- [WORK INSTRUCTION] Once you have read the listing, retype all of it exactly.

= = =

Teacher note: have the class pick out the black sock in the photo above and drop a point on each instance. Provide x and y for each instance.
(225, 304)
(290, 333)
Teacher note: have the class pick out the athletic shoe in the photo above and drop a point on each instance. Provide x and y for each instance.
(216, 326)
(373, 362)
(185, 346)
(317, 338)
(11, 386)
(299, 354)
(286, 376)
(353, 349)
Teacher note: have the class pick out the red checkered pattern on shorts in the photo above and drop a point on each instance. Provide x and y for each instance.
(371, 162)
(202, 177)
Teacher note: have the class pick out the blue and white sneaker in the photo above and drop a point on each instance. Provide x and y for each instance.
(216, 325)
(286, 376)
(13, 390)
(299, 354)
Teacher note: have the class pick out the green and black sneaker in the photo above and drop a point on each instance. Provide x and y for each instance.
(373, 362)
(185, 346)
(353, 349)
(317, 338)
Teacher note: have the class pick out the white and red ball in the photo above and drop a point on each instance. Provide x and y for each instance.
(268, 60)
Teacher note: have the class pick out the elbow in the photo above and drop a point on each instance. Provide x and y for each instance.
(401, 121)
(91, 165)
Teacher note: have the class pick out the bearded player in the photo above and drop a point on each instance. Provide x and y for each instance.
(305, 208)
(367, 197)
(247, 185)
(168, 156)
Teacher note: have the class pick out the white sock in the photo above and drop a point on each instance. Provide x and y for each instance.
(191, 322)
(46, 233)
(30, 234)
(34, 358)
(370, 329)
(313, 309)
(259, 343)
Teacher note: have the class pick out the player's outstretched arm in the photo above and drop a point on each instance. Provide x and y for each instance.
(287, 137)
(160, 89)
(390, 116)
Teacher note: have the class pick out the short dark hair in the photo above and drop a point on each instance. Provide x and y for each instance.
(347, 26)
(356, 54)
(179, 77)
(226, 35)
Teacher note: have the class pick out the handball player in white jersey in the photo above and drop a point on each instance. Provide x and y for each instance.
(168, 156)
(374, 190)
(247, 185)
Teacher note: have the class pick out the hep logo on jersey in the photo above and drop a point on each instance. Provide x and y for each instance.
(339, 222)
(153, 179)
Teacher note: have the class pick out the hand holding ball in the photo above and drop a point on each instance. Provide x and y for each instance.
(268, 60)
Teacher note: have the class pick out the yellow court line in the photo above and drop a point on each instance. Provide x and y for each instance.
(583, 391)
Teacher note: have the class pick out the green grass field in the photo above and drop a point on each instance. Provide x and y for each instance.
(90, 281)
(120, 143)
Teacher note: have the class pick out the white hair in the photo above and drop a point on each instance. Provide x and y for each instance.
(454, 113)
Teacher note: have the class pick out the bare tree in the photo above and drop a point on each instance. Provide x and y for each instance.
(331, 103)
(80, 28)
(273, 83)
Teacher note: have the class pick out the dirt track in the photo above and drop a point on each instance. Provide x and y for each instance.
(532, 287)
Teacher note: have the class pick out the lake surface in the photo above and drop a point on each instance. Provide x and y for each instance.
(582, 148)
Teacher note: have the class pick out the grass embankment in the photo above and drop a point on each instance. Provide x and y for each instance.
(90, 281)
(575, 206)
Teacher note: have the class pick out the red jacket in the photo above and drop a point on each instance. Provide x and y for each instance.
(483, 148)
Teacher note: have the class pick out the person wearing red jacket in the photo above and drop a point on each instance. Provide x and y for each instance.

= = =

- [RESULT]
Teacher note: have the class pick out the black sock in the photo above and drop a point on each instance. Provide x and y for each instance.
(225, 304)
(290, 333)
Teacher note: have the class pick out the athletic shoe in the photo above and drop a point on each instance. Provide x and y for each instance.
(216, 326)
(373, 362)
(185, 346)
(317, 338)
(11, 386)
(299, 354)
(286, 376)
(353, 349)
Teacher note: have the class pick out the red checkered pattern on shorts in the photo above and drop a point on each instance. Provide x and y for each instance.
(371, 162)
(202, 177)
Teacher note: have the class pick out the blue and white sneaker in the photo above and drop a point on each instance. Provide x and y for each instance.
(216, 325)
(286, 376)
(13, 390)
(299, 354)
Teacher note: have the class pick out the green and black sneaker in the photo above and drop a point on each instance. Provide x and y for each instance.
(373, 362)
(185, 346)
(353, 349)
(317, 338)
Teacher note: have the class pick out the white and red ball in the photo above and drop a point on each instance. Provide x and y for each instance.
(268, 60)
Teacher note: have the class pick out the elbow in the photo above and drop a point on each instance. Provide x and y for each instance.
(401, 121)
(91, 165)
Teacher note: have the class pick out the bearded player in the photo above and drop a point on each instance. Provide x and y for each instance.
(305, 208)
(367, 197)
(247, 185)
(168, 156)
Teacher note: have the class pick out the white sock in the photo above and drop a point on each instance. Provide x and y for each instance.
(191, 322)
(46, 233)
(30, 234)
(34, 358)
(370, 329)
(313, 309)
(259, 343)
Teacher note: have the class pick out the player's outstretched arm in the photo above and drop a point on each instance. Provide x and y for each instance.
(287, 137)
(160, 89)
(390, 116)
Teacher note: have the class pick out the short dark hair in the photo above and drop a point on each instance. Provide x and y for each instance.
(347, 26)
(356, 54)
(179, 77)
(226, 35)
Teacher note: have the class pick out the handball player in white jersey in the photo above and drop a point on each instance. Provide x and y for each instance.
(168, 156)
(374, 190)
(247, 185)
Teacher note: have the class pick out the hep logo on jersey in the photo above and drop a point on each instance. Provide x and y for each instance.
(339, 222)
(153, 179)
Teacher note: have the class pick out the hand holding ball in the photo above and drop a point on each instance. Provide x and y for each instance.
(268, 60)
Teacher note: have the class pick out the yellow court line in the photo above and drop a point on each instance. Provide x and y for each instance.
(583, 391)
Teacher note: have the class pick out the green grass field in the photo above and drop a point on each instance. Provide x and y for each instance.
(90, 281)
(120, 143)
Teacher note: have the class pick out the white hair in the photo above and drop a point on each instance. Provide x and y for each instance.
(454, 113)
Teacher note: have the class pick out the bare tree in the photo above and drop a point on each instance. Provide x and y for each instance.
(331, 103)
(80, 28)
(273, 83)
Teacher note: have the class pick out the dirt track in the photo above and drop a point on each instance. Provide x and y for each instance.
(532, 287)
Teacher note: have the class pick out the lake surface in the photo above and drop a point on each instance. Provide x and y for each instance.
(582, 148)
Teacher note: have the class pick out the grass embankment in the photo above and drop a point on each instance. Provide x and y for each instance.
(90, 281)
(575, 206)
Teacher note: have the class pick out the red jacket in the photo above and drop a point on each instance. Provide x and y for each instance.
(483, 148)
Teacher note: have the class pick out the person wearing red jacket in the photo above and drop a point on each instance. Provide x and y for each instance.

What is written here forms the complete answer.